___ Data to process ___

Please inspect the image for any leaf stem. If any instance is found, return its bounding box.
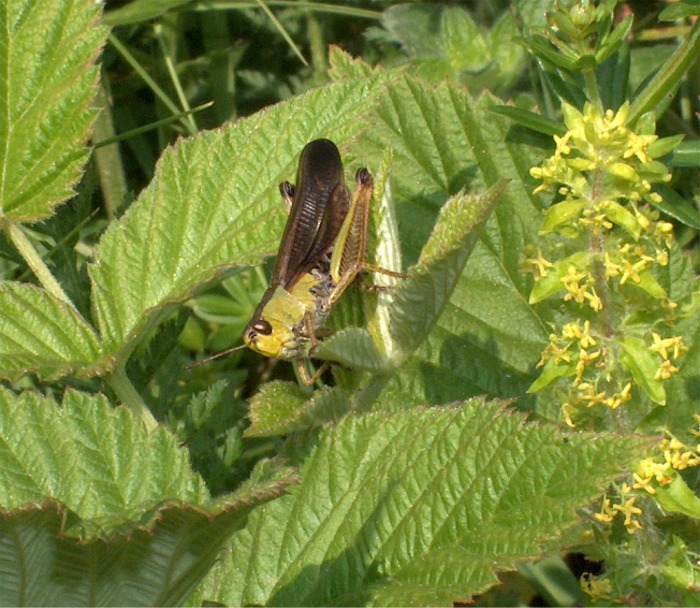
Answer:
[627,20,700,125]
[107,364,158,432]
[5,222,75,309]
[92,79,126,220]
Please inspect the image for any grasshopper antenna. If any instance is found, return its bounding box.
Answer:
[185,344,247,369]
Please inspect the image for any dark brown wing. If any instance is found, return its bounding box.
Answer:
[270,139,350,289]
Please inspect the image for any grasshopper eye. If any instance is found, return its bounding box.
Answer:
[252,319,272,336]
[280,182,296,198]
[355,167,372,186]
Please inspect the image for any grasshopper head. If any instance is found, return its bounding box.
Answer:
[243,318,297,359]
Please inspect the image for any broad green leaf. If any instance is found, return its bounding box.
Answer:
[0,0,106,221]
[390,182,506,360]
[202,399,648,606]
[0,389,208,516]
[357,76,547,403]
[0,281,103,379]
[244,381,350,437]
[627,21,700,126]
[0,495,274,606]
[654,475,700,519]
[89,79,382,353]
[0,389,293,606]
[620,336,666,405]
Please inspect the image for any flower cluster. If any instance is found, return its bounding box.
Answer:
[523,104,687,426]
[632,437,700,496]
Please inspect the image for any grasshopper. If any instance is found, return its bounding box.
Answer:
[243,139,405,386]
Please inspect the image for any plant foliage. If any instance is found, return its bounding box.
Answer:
[0,0,700,605]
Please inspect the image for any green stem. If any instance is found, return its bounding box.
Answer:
[109,33,180,119]
[153,24,197,135]
[92,80,126,220]
[257,0,309,66]
[306,11,328,85]
[590,170,615,338]
[5,222,75,309]
[583,69,605,114]
[627,20,700,125]
[107,364,158,432]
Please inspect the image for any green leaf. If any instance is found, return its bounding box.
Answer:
[89,79,382,354]
[104,0,201,26]
[314,327,391,373]
[0,0,107,222]
[358,76,548,404]
[382,4,443,57]
[491,106,566,137]
[203,399,647,606]
[249,381,350,437]
[0,281,104,379]
[441,6,491,72]
[390,181,507,360]
[654,475,700,519]
[0,389,293,606]
[652,184,700,230]
[527,358,576,393]
[627,21,700,127]
[659,0,700,21]
[328,46,376,80]
[0,389,208,516]
[620,336,666,405]
[540,199,586,234]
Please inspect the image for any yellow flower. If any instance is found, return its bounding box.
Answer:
[594,498,617,524]
[613,496,642,534]
[654,360,679,380]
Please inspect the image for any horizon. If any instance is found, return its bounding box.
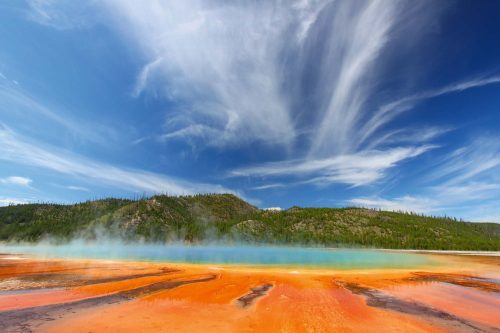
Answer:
[0,0,500,223]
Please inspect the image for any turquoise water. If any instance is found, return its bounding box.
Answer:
[0,243,436,269]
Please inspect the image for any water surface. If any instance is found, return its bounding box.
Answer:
[0,243,437,269]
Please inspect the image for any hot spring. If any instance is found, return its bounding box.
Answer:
[0,242,437,269]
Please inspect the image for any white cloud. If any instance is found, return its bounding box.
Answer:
[66,185,90,192]
[0,176,33,186]
[355,76,500,147]
[250,183,286,191]
[0,128,231,195]
[348,137,500,222]
[103,1,295,145]
[230,145,435,186]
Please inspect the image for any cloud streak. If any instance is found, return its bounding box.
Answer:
[230,145,435,186]
[0,176,33,186]
[0,127,231,195]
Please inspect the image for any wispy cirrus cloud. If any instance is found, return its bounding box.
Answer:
[347,136,500,222]
[229,145,435,186]
[355,76,500,147]
[0,176,33,186]
[0,127,232,195]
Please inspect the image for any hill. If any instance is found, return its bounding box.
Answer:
[0,194,500,251]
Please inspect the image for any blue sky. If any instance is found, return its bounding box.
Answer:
[0,0,500,222]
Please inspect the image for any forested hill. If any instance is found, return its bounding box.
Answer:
[0,194,500,251]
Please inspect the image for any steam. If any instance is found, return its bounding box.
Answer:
[0,239,433,269]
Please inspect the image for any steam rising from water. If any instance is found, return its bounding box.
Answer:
[0,241,434,269]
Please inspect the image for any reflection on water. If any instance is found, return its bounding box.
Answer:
[0,242,436,268]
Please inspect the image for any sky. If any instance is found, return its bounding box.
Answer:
[0,0,500,222]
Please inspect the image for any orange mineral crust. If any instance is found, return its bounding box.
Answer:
[0,255,500,333]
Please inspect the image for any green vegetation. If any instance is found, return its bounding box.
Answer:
[0,194,500,251]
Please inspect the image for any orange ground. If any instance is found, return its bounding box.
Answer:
[0,256,500,333]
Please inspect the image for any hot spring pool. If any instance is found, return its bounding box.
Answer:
[0,242,437,269]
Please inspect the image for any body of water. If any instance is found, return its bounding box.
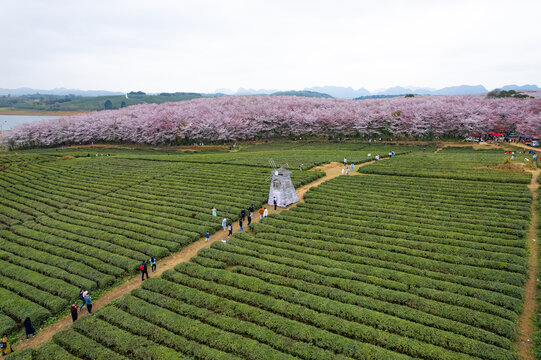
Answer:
[0,115,63,130]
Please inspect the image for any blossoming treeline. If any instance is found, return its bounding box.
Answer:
[4,96,541,146]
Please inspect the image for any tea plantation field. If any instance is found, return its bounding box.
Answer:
[0,145,532,360]
[0,157,321,333]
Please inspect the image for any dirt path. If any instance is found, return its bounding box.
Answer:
[434,142,499,154]
[11,161,374,350]
[515,169,541,360]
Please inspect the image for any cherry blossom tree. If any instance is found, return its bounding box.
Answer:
[3,96,541,147]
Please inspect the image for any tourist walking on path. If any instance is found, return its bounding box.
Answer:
[140,260,148,282]
[0,335,11,356]
[85,294,92,315]
[70,304,77,322]
[23,317,36,339]
[79,289,85,311]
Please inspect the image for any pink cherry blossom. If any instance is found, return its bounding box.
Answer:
[3,96,541,147]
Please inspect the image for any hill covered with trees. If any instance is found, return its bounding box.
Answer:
[3,96,541,147]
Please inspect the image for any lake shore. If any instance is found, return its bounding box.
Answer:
[0,108,84,116]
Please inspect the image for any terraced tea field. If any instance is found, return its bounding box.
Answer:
[0,157,320,333]
[2,149,532,360]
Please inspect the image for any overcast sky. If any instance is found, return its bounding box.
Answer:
[0,0,541,92]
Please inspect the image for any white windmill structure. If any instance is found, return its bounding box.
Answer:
[267,158,299,207]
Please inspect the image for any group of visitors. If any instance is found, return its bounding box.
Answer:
[77,289,92,321]
[342,162,354,175]
[139,256,156,281]
[215,201,278,241]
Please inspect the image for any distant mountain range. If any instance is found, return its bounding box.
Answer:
[0,85,541,99]
[500,85,541,90]
[0,88,125,97]
[216,85,528,99]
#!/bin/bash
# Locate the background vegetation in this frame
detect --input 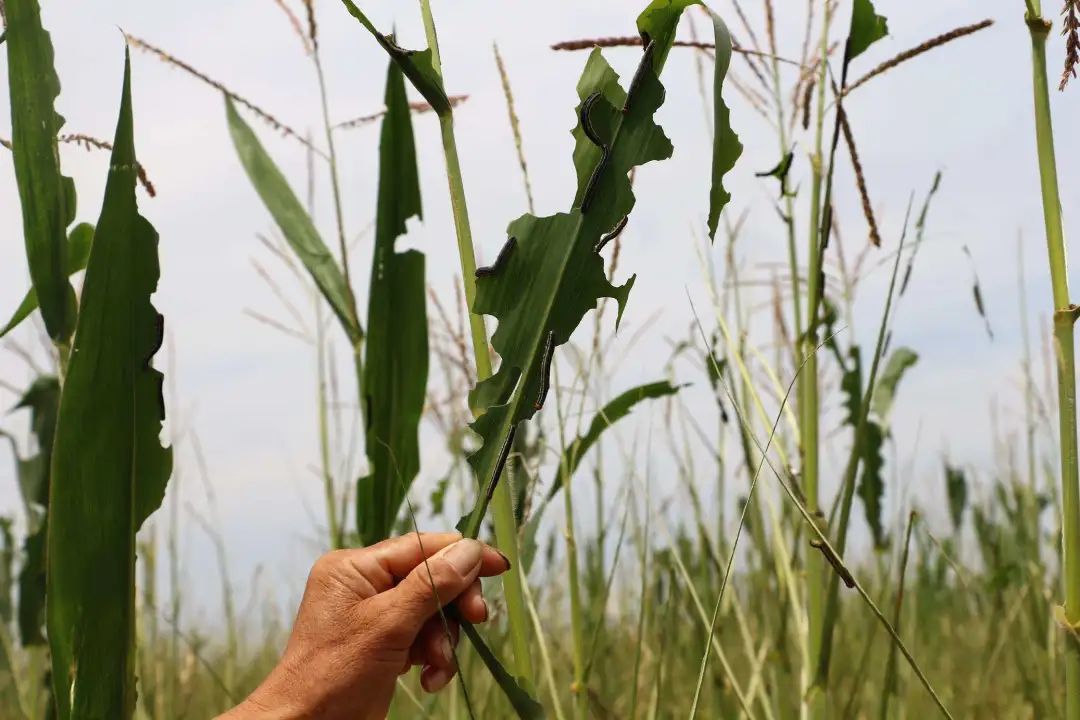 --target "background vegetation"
[0,1,1075,717]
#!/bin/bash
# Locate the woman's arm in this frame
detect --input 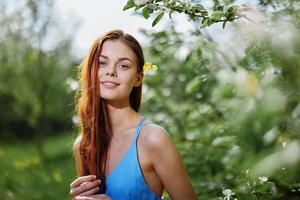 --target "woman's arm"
[73,135,82,175]
[144,126,196,200]
[70,136,101,200]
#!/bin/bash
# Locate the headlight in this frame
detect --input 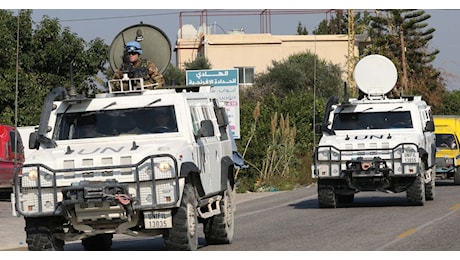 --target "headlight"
[21,167,53,187]
[153,157,176,179]
[318,147,340,161]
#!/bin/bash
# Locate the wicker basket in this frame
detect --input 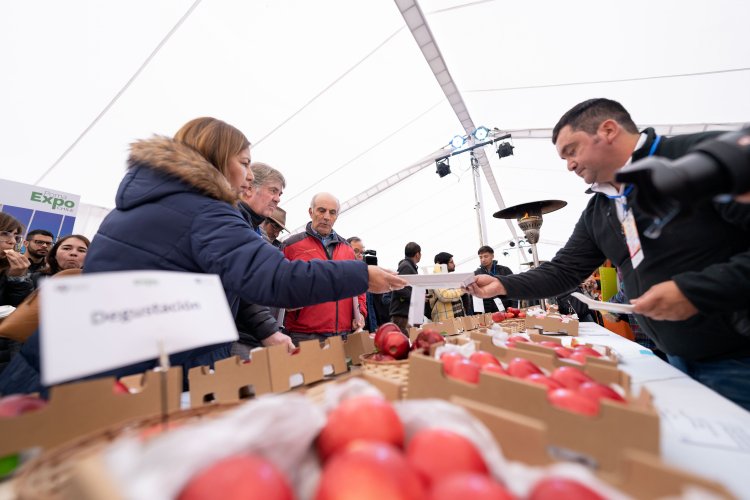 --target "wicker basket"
[14,403,237,500]
[359,352,409,387]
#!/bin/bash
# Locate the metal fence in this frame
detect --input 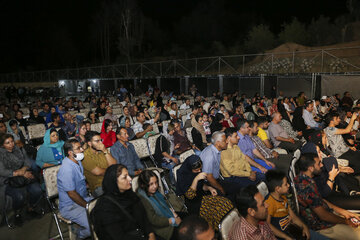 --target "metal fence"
[0,46,360,82]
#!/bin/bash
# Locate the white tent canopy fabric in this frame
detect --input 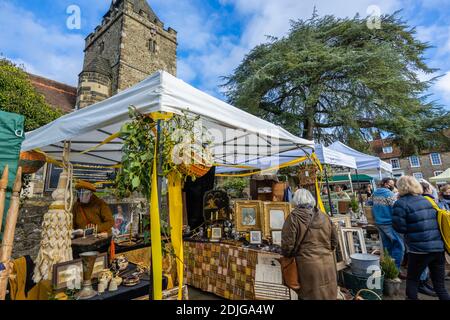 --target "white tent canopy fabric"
[328,141,392,173]
[217,144,357,173]
[430,169,450,182]
[22,71,314,165]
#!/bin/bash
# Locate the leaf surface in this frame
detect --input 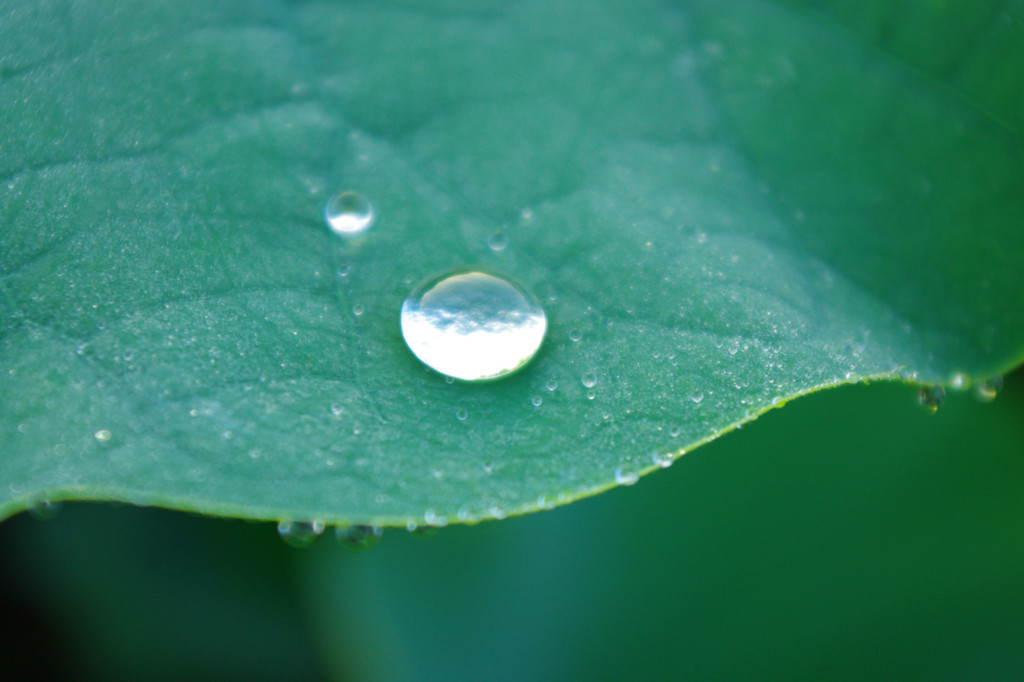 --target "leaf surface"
[0,0,1024,524]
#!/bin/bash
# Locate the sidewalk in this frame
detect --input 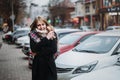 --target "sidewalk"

___

▶ Given problem
Could you write out, word for word, the records from the line with "Please inspect the image for any tea" to the line with "[216,85,528,99]", including both of those lines and nothing else?

▶ Task output
Please inspect the image for any tea plantation field. If any instance is found, return its bounding box.
Answer:
[0,145,532,360]
[0,157,321,333]
Please inspect the image for any dirt path. If any instance is found, return its bounding box.
Answer:
[434,142,499,154]
[11,161,374,350]
[515,169,541,360]
Please inspect the image for any cherry blossom tree. If any instance is found, return its bounding box.
Answer:
[3,96,541,147]
Please inspect the image for any tourist walking on path. If any instance is found, return its bounding box.
Answer:
[140,260,148,282]
[0,335,11,356]
[85,294,92,315]
[70,304,77,322]
[23,317,36,339]
[79,289,85,311]
Please inspect the image for any pink cherry blossom. If any instance is found, return its bounding box.
Answer:
[3,96,541,147]
Please inspect the image for any hill covered with trees. If any instance is found, return its bounding box.
Answer:
[3,96,541,147]
Please inspect the image for any lake shore. If any instance is found, return its bounding box.
Answer:
[0,108,84,116]
Please inspect the image for any terraced tea field. If any instance is found, return its bounding box.
Answer:
[0,157,320,333]
[2,149,532,360]
Please inspect the image for any overcast sky. If any instance is found, return its bounding box.
Answer:
[0,0,541,92]
Please inspect the image for any white windmill structure. If any instance is found, return its bounding box.
Answer:
[267,158,299,207]
Please inspect the image for any group of visitors. If any instance is found, return its bounding box.
Answer:
[77,289,92,321]
[342,162,354,175]
[139,256,156,281]
[215,201,278,241]
Please inspect the image for any distant mountain range. If any instance is found, return its bounding box.
Answer:
[0,85,541,99]
[500,85,541,90]
[0,88,125,97]
[216,85,528,99]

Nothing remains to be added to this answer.